Dataset extract:

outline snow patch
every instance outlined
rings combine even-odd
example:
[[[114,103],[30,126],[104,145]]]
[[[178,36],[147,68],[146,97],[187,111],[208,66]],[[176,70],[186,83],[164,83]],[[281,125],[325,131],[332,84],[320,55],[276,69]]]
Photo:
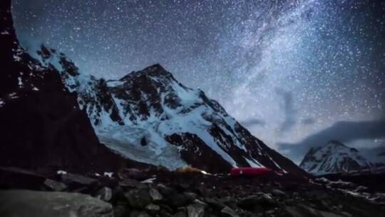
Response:
[[[67,174],[67,172],[66,172],[65,171],[59,170],[56,171],[56,173],[58,175],[64,175],[64,174]]]

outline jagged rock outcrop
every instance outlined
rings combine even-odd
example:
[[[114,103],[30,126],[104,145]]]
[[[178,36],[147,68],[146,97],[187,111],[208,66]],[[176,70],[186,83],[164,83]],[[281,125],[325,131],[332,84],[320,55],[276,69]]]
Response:
[[[38,54],[42,64],[56,66],[78,94],[99,139],[128,158],[169,169],[190,165],[215,173],[266,166],[306,173],[251,135],[218,102],[185,86],[159,64],[106,81],[79,73],[65,56],[43,46]]]
[[[99,143],[56,67],[19,45],[10,0],[0,3],[0,166],[91,171],[127,162]]]

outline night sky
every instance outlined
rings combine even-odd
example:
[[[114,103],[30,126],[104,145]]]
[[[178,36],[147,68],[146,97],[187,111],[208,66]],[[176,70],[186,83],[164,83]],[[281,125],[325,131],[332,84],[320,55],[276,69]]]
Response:
[[[13,10],[29,51],[44,43],[106,79],[160,63],[296,160],[282,143],[344,129],[348,145],[385,146],[381,1],[16,0]]]

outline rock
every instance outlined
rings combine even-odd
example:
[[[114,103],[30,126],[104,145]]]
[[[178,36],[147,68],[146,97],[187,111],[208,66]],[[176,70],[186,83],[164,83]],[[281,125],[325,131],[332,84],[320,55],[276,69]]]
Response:
[[[192,192],[184,192],[183,194],[186,196],[189,201],[192,201],[197,197],[197,195]]]
[[[160,206],[150,203],[145,206],[145,210],[150,214],[155,215],[160,211]]]
[[[229,206],[231,208],[237,208],[237,201],[235,201],[235,199],[232,197],[226,196],[224,198],[221,198],[218,200],[218,201]]]
[[[140,183],[140,181],[132,179],[132,178],[126,178],[121,180],[119,181],[119,186],[123,186],[123,187],[130,187],[130,188],[147,188],[148,186],[143,183]]]
[[[161,201],[163,198],[163,196],[155,188],[150,189],[150,196],[154,201]]]
[[[112,206],[90,196],[66,192],[0,191],[1,217],[112,217]]]
[[[173,217],[187,217],[186,212],[182,212],[182,211],[178,212],[175,214],[174,214]]]
[[[263,193],[247,196],[238,202],[240,208],[248,211],[254,211],[257,206],[270,208],[277,205],[277,202],[270,195]]]
[[[39,190],[46,178],[36,172],[16,167],[0,167],[0,186]]]
[[[205,215],[205,206],[195,203],[187,206],[188,217],[202,217]]]
[[[223,203],[220,202],[215,198],[206,198],[203,200],[203,201],[207,203],[210,207],[218,211],[222,210],[226,206],[226,205],[225,205]]]
[[[146,212],[134,211],[130,213],[130,217],[151,217]]]
[[[344,216],[317,210],[303,204],[297,206],[286,207],[285,211],[292,217],[344,217]]]
[[[133,178],[138,181],[143,181],[151,178],[151,175],[145,171],[137,168],[124,168],[118,172],[118,176],[121,179]]]
[[[134,208],[144,208],[153,201],[147,189],[133,189],[124,195],[128,201],[128,204]]]
[[[52,179],[47,178],[44,181],[44,185],[50,190],[55,191],[63,191],[67,189],[68,186],[61,182],[58,182]]]
[[[112,190],[108,187],[103,187],[96,192],[95,197],[104,201],[110,201],[112,198]]]
[[[128,216],[128,210],[126,206],[118,204],[113,208],[113,217],[125,217]]]
[[[150,203],[145,206],[145,209],[151,211],[158,211],[160,210],[160,206]]]
[[[284,196],[286,195],[284,192],[283,192],[282,191],[279,189],[273,189],[272,191],[272,193],[273,195],[279,196]]]
[[[183,193],[177,193],[169,197],[170,204],[173,207],[181,207],[188,205],[191,201]]]
[[[251,195],[243,198],[241,198],[238,202],[238,206],[242,208],[253,211],[255,206],[260,201],[260,196],[257,195]]]
[[[68,185],[91,186],[98,183],[98,180],[87,176],[73,173],[61,173],[61,181]]]
[[[222,209],[220,213],[225,217],[239,217],[240,216],[231,208],[226,206]]]
[[[158,184],[156,187],[158,188],[158,190],[160,192],[160,193],[165,196],[169,196],[172,194],[176,193],[176,191],[175,189],[166,186],[162,183]]]

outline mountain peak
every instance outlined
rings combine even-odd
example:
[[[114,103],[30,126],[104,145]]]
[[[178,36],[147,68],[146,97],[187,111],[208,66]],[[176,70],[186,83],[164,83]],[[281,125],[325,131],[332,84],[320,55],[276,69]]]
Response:
[[[173,74],[163,68],[160,64],[148,66],[140,71],[132,71],[124,76],[120,81],[130,80],[133,77],[149,76],[152,78],[167,78],[175,80]]]
[[[327,143],[327,145],[334,145],[336,146],[344,146],[347,147],[346,146],[344,145],[342,143],[337,141],[337,140],[331,140]]]

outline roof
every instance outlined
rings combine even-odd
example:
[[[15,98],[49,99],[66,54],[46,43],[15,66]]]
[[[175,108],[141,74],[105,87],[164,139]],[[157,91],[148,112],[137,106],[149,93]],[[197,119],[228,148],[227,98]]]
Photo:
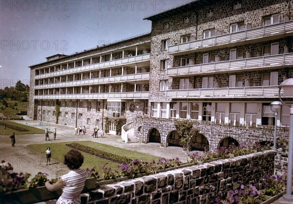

Instructions to follow: Give the stretch of the data from the line containing "outline roof" through the end as a numbered list, skipping blank lines and leaving out the pictures.

Solution for this problem:
1. outline roof
2. every instance outlined
3. rings combine even-odd
4. example:
5. [[[15,98],[49,99],[66,54],[46,43],[15,66]]]
6. [[[175,108],[141,74],[105,87],[164,139]],[[157,91],[148,112],[137,106],[149,93]],[[197,119],[228,148],[227,98]]]
7. Photo:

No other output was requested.